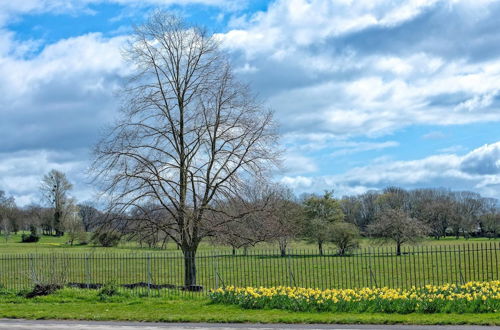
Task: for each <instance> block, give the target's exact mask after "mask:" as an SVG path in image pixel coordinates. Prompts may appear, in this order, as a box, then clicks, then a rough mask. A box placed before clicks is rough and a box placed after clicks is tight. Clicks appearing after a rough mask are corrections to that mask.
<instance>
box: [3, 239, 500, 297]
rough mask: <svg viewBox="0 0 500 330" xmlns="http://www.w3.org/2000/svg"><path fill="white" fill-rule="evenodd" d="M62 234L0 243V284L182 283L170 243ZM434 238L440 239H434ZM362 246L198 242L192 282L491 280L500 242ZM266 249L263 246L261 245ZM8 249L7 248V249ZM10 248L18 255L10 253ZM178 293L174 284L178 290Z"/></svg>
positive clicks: (302, 285) (13, 284) (430, 283)
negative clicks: (50, 236) (317, 246)
mask: <svg viewBox="0 0 500 330" xmlns="http://www.w3.org/2000/svg"><path fill="white" fill-rule="evenodd" d="M64 241H65V238H64V237H63V238H47V237H44V238H43V239H42V241H41V242H39V243H32V244H27V243H24V244H23V243H17V242H16V241H15V237H14V238H12V239H11V242H7V243H0V284H1V285H2V286H4V287H6V288H12V289H25V288H29V287H32V285H33V280H34V279H36V280H39V281H46V280H49V279H51V278H54V277H56V278H60V279H64V281H65V282H75V283H78V284H79V285H87V286H91V285H93V284H105V283H110V282H114V283H115V284H119V285H123V284H134V283H142V286H139V287H137V288H136V290H137V292H138V293H148V294H167V293H168V294H170V293H172V290H169V289H162V290H155V288H157V286H158V285H163V286H168V287H176V288H178V287H180V286H182V285H183V276H184V275H183V269H184V259H183V258H182V255H181V253H180V251H178V250H176V249H175V248H173V244H170V246H169V247H168V249H167V250H158V249H140V248H138V247H137V246H136V245H134V244H133V243H129V244H123V245H121V246H119V247H116V248H102V247H92V246H73V247H68V246H66V245H65V244H64ZM439 244H440V245H439ZM363 245H364V246H365V247H363V248H361V249H358V250H357V251H355V252H354V253H352V254H351V255H349V256H344V257H342V256H338V255H336V250H335V249H331V247H330V249H329V248H327V249H326V252H325V255H324V256H319V255H318V252H317V249H316V248H315V246H314V245H310V244H307V243H305V242H295V243H294V244H293V245H292V246H294V247H295V248H294V249H290V250H289V251H288V256H286V257H281V256H280V255H279V251H278V250H277V249H276V248H275V247H273V248H274V249H269V248H268V246H266V245H262V246H259V247H257V248H252V249H250V250H249V251H248V254H247V255H244V254H243V251H241V250H240V251H238V254H237V255H232V253H231V250H230V249H229V248H227V247H226V248H224V247H220V246H217V247H215V246H212V245H210V244H208V243H205V244H203V245H202V247H201V249H200V251H199V252H198V254H197V257H196V261H197V273H198V274H197V275H198V276H197V278H198V283H199V284H200V285H203V287H204V289H210V288H217V287H221V286H224V285H236V286H276V285H286V286H300V287H314V288H316V287H317V288H322V289H325V288H357V287H365V286H379V287H381V286H389V287H410V286H412V285H416V286H420V285H425V284H442V283H463V282H466V281H471V280H480V281H487V280H497V279H499V278H500V277H499V275H500V274H499V273H500V242H498V241H495V240H491V241H488V240H484V239H470V240H455V239H446V240H439V241H435V240H427V241H424V242H422V243H421V244H420V245H418V246H406V247H404V248H403V255H401V256H397V255H396V254H395V249H394V247H393V246H392V245H386V246H379V245H373V242H370V241H368V240H365V241H364V242H363ZM266 248H267V249H266ZM6 251H7V252H6ZM12 251H16V252H17V253H12ZM177 291H178V290H177Z"/></svg>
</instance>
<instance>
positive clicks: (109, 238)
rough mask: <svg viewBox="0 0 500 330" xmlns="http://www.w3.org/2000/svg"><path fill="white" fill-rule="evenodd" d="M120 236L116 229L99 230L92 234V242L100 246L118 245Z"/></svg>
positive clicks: (112, 245) (114, 245) (106, 246)
mask: <svg viewBox="0 0 500 330" xmlns="http://www.w3.org/2000/svg"><path fill="white" fill-rule="evenodd" d="M120 238H121V237H120V234H119V233H118V232H116V231H99V232H95V233H94V234H93V235H92V242H94V243H95V244H98V245H100V246H102V247H113V246H117V245H118V243H119V242H120Z"/></svg>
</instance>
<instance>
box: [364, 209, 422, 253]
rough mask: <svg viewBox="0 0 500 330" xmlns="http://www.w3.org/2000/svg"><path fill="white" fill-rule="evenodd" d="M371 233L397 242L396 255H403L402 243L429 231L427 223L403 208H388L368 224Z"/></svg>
mask: <svg viewBox="0 0 500 330" xmlns="http://www.w3.org/2000/svg"><path fill="white" fill-rule="evenodd" d="M368 231H369V233H370V234H371V235H372V236H373V237H375V238H381V239H383V240H390V241H393V242H394V243H396V255H398V256H399V255H401V245H402V244H403V243H406V242H415V241H417V240H419V239H421V238H422V237H424V236H425V235H427V234H428V233H429V228H428V227H427V225H426V224H425V223H423V222H422V221H419V220H417V219H414V218H411V217H409V216H408V214H407V213H406V212H404V211H403V210H401V209H399V208H396V209H392V208H387V209H385V210H384V211H382V212H381V213H380V214H379V215H378V218H377V220H376V221H375V222H374V223H372V224H370V225H369V226H368Z"/></svg>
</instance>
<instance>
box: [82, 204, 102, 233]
mask: <svg viewBox="0 0 500 330" xmlns="http://www.w3.org/2000/svg"><path fill="white" fill-rule="evenodd" d="M78 209H79V215H80V218H81V219H82V222H83V226H84V228H85V231H86V232H90V231H92V230H93V229H94V228H95V227H96V226H98V224H99V223H100V220H101V218H102V217H103V215H102V213H101V211H99V210H98V209H97V208H96V207H95V206H94V204H93V203H91V202H83V203H80V204H78Z"/></svg>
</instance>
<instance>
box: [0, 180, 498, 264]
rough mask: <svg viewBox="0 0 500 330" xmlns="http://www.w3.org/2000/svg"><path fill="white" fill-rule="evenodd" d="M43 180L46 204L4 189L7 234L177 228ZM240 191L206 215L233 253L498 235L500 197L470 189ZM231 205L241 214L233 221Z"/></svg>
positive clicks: (281, 186) (1, 222)
mask: <svg viewBox="0 0 500 330" xmlns="http://www.w3.org/2000/svg"><path fill="white" fill-rule="evenodd" d="M40 188H41V192H42V196H43V199H42V200H43V204H42V205H38V204H31V205H28V206H25V207H18V206H17V205H16V202H15V200H14V198H13V197H11V196H7V195H6V194H5V192H4V191H1V190H0V234H1V235H2V237H3V238H4V239H6V240H8V238H9V237H10V235H11V234H12V233H14V234H17V233H18V232H20V231H22V232H30V236H27V237H26V239H27V241H29V240H30V239H31V240H33V241H36V240H37V239H35V238H34V236H36V235H39V234H41V235H50V236H61V235H63V234H64V233H66V234H67V237H68V243H69V244H71V245H72V244H73V243H74V242H78V243H81V244H86V243H87V242H90V241H91V240H92V241H93V242H94V243H96V244H99V245H102V246H114V245H116V244H118V242H119V241H120V239H122V238H123V237H126V238H127V240H129V241H130V240H132V241H136V242H137V243H138V244H139V245H140V246H143V247H149V248H165V247H166V244H167V243H168V242H169V238H171V237H175V235H176V231H175V230H173V229H172V224H173V223H174V220H173V219H171V215H169V213H168V212H165V211H164V210H162V208H161V207H158V206H157V205H155V204H154V203H149V204H147V205H137V206H136V207H133V208H131V209H129V210H128V211H127V212H123V213H121V214H116V213H115V214H109V213H104V212H102V211H101V210H99V209H98V208H97V207H96V206H95V204H93V203H91V202H84V203H77V202H76V201H75V200H74V199H73V198H71V197H69V196H68V193H69V191H70V190H71V189H72V185H71V183H70V182H69V181H68V179H67V178H66V176H65V174H64V173H62V172H59V171H56V170H52V171H51V172H49V173H48V174H47V175H45V176H44V177H43V178H42V180H41V186H40ZM243 194H244V195H245V196H246V198H245V199H240V198H233V199H231V198H229V199H227V200H226V201H225V202H224V205H221V206H220V207H221V208H222V209H223V211H222V212H219V213H218V214H217V216H214V217H213V219H211V222H210V221H209V222H207V224H206V226H208V227H212V226H216V227H217V230H213V228H206V229H205V228H201V230H207V232H208V231H209V234H207V235H206V236H207V237H208V240H209V241H210V242H212V243H213V244H216V245H226V246H230V247H231V248H232V250H233V253H236V250H237V249H243V251H244V252H246V251H247V249H248V248H250V247H252V246H255V245H256V244H258V243H261V242H274V243H277V245H278V246H279V249H280V251H281V255H282V256H285V255H286V250H287V248H288V246H289V243H290V242H291V241H293V240H300V239H305V240H307V241H309V242H311V243H314V244H316V245H317V247H318V252H319V254H323V253H324V248H323V247H324V244H325V243H334V244H335V245H336V246H337V248H338V253H339V254H341V255H343V254H346V253H348V252H349V251H350V250H352V249H354V248H356V247H357V246H358V242H359V238H361V237H371V238H375V239H379V240H380V241H391V242H393V243H394V244H395V246H396V248H397V253H398V254H400V253H401V246H402V245H403V244H405V243H412V242H415V241H417V240H419V239H422V238H424V237H433V238H435V239H441V238H444V237H448V236H452V237H456V238H459V237H464V238H466V239H467V238H470V237H487V238H498V237H500V204H499V201H498V200H497V199H494V198H485V197H482V196H481V195H480V194H478V193H475V192H470V191H450V190H445V189H415V190H405V189H402V188H398V187H388V188H386V189H384V190H382V191H369V192H366V193H363V194H360V195H356V196H344V197H342V198H339V199H336V198H335V197H334V196H333V192H330V191H327V192H325V193H324V194H322V195H316V194H312V195H302V196H301V197H299V198H298V197H296V196H295V195H294V193H293V191H292V190H291V189H290V188H288V187H285V186H282V185H279V184H273V185H264V186H259V185H255V186H254V187H247V188H246V190H245V191H244V192H243ZM226 213H227V214H234V213H238V214H242V216H241V217H240V218H239V219H237V220H234V219H232V218H231V221H229V219H225V216H224V214H226ZM228 217H229V216H228ZM226 220H227V221H226ZM88 233H93V234H91V235H90V236H88V235H89V234H88Z"/></svg>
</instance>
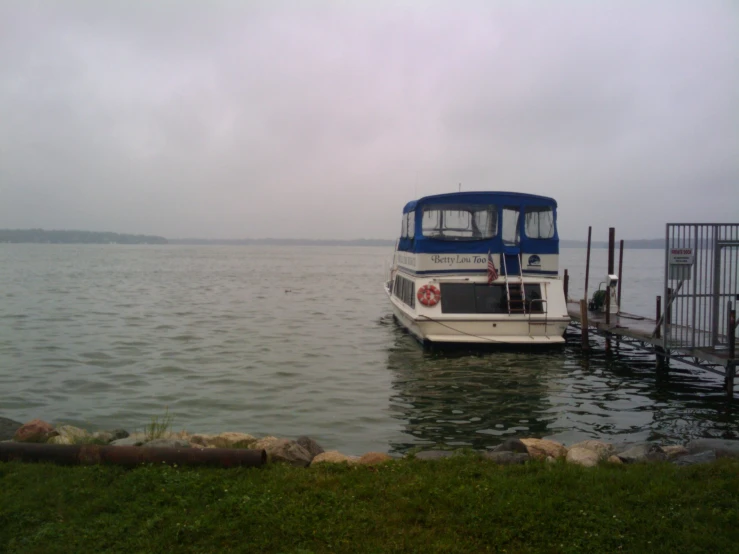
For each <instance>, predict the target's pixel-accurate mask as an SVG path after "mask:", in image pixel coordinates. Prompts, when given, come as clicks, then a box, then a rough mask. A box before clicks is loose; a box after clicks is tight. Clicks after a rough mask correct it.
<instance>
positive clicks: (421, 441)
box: [387, 316, 739, 453]
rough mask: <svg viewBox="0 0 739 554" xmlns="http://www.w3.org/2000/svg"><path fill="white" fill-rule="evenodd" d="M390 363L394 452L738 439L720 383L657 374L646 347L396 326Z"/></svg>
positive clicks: (690, 378) (391, 349)
mask: <svg viewBox="0 0 739 554" xmlns="http://www.w3.org/2000/svg"><path fill="white" fill-rule="evenodd" d="M387 324H388V325H392V316H387ZM572 340H573V341H574V342H579V340H580V339H579V337H575V336H573V337H572ZM595 352H598V353H597V354H596V353H595ZM387 367H388V369H389V370H390V371H391V372H392V384H391V387H392V392H391V396H390V410H391V413H392V414H393V417H394V418H395V419H397V420H399V422H400V427H401V432H400V433H398V434H396V435H395V437H396V438H394V439H393V440H392V441H391V443H390V447H391V449H392V451H394V452H399V453H402V452H406V451H408V450H410V449H412V448H414V447H419V446H420V447H423V448H424V449H429V448H444V449H446V448H461V447H470V448H473V449H475V450H484V449H486V448H490V447H493V446H495V445H497V444H500V443H501V442H502V441H503V440H505V439H506V438H508V437H541V438H552V439H554V440H557V441H560V442H562V443H564V444H572V443H574V442H578V441H581V440H585V439H601V440H606V441H608V442H612V443H615V444H623V443H634V442H641V441H658V442H663V443H665V444H682V443H684V442H685V441H687V440H690V439H693V438H698V437H723V438H736V437H737V436H739V410H732V409H731V408H730V407H727V405H726V401H725V395H724V394H723V391H722V390H721V388H720V387H717V386H716V383H708V382H706V381H705V379H704V378H702V377H701V376H700V375H696V374H695V373H694V372H692V371H691V370H690V369H689V368H680V367H673V368H671V370H670V373H669V375H660V374H659V373H658V372H656V371H655V368H654V360H653V358H652V357H651V355H650V354H648V353H645V352H642V351H634V350H631V349H628V348H625V347H619V346H617V345H614V353H613V355H610V356H609V355H605V354H603V349H602V348H599V349H594V353H591V354H590V355H583V353H582V352H581V351H580V349H579V347H578V346H575V345H572V346H570V345H568V346H566V347H565V348H557V347H552V348H548V349H543V350H542V349H536V350H535V351H534V352H532V350H531V349H530V348H526V347H523V346H518V347H516V346H514V345H511V346H497V347H490V348H488V349H485V350H481V349H480V347H479V345H476V346H474V347H468V348H463V347H462V346H459V347H455V348H454V349H450V348H449V347H444V348H435V349H431V348H428V347H426V348H424V347H422V346H421V345H420V344H419V343H418V342H417V341H416V340H415V339H414V338H413V337H412V336H411V335H409V334H408V333H406V332H404V331H403V330H402V329H401V328H399V327H398V326H394V337H393V342H392V346H391V347H390V348H389V350H388V354H387ZM717 379H718V378H717Z"/></svg>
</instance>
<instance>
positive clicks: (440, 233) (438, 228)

***

What the exercise asks >> Please rewrite the lines between the one containing "363L394 452L738 439L720" and the one containing "positive clicks: (690, 378) (391, 349)", inclusive, changing "rough mask" to "coarse mask" and leaving everything else as it is.

Worked solution >>
coarse mask: <svg viewBox="0 0 739 554" xmlns="http://www.w3.org/2000/svg"><path fill="white" fill-rule="evenodd" d="M390 363L394 452L738 439L720 383L657 374L646 347L396 326Z"/></svg>
positive clicks: (690, 378) (391, 349)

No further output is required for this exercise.